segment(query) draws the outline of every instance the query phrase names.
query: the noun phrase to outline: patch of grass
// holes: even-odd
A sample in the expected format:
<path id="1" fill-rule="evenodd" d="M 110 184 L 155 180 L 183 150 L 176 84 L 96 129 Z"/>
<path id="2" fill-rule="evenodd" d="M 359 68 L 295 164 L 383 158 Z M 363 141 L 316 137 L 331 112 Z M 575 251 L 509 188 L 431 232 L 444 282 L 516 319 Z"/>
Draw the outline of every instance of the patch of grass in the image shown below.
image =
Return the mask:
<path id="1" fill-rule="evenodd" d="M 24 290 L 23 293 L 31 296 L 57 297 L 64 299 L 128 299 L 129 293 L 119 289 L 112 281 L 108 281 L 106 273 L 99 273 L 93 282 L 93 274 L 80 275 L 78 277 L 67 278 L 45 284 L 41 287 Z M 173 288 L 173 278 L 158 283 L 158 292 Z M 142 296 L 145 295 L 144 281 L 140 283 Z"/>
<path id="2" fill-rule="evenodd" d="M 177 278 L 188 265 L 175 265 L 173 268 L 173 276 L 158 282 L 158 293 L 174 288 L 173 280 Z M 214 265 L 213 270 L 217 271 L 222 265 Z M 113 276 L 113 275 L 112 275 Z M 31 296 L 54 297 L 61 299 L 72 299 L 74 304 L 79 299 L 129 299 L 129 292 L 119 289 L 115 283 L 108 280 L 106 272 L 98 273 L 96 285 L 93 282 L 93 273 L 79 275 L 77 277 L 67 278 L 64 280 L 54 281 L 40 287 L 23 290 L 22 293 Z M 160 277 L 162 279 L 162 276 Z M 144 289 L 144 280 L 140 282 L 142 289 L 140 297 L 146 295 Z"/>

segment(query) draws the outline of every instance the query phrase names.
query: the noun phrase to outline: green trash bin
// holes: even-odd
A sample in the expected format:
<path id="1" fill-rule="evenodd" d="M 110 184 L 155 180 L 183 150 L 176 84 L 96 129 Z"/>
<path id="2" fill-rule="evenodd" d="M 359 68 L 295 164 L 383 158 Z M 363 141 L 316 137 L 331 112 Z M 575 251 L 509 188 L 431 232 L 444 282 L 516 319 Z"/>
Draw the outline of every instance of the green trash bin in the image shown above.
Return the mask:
○ ○ ○
### PROBLEM REQUIREMENTS
Starting from the line containing "Draw the outline of every instance of the green" and ending with the final line of the data, reproduce each line exactly as it appears, including no other lines.

### OUTPUT FOR THIS EXERCISE
Draw the outline of every instance of the green trash bin in the image shown above.
Return the mask:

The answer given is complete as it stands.